# [Written exercise]
Copy all of the material below word for word, leaving out the pictures.

# [Data]
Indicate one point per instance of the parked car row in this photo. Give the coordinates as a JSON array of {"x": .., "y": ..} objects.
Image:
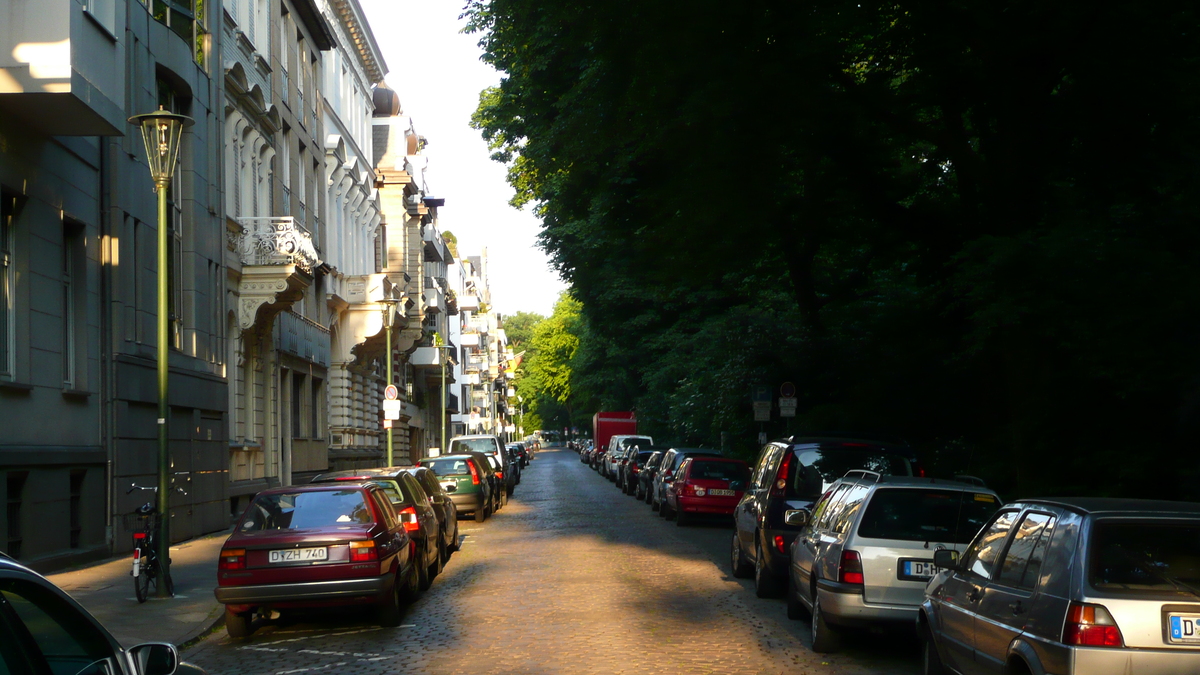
[
  {"x": 359, "y": 537},
  {"x": 852, "y": 535}
]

# [Reply]
Indicate one point per instance of the parked car row in this photo. Give the coordinates as a JSON array of {"x": .., "y": ..} objects.
Image:
[
  {"x": 359, "y": 537},
  {"x": 852, "y": 535}
]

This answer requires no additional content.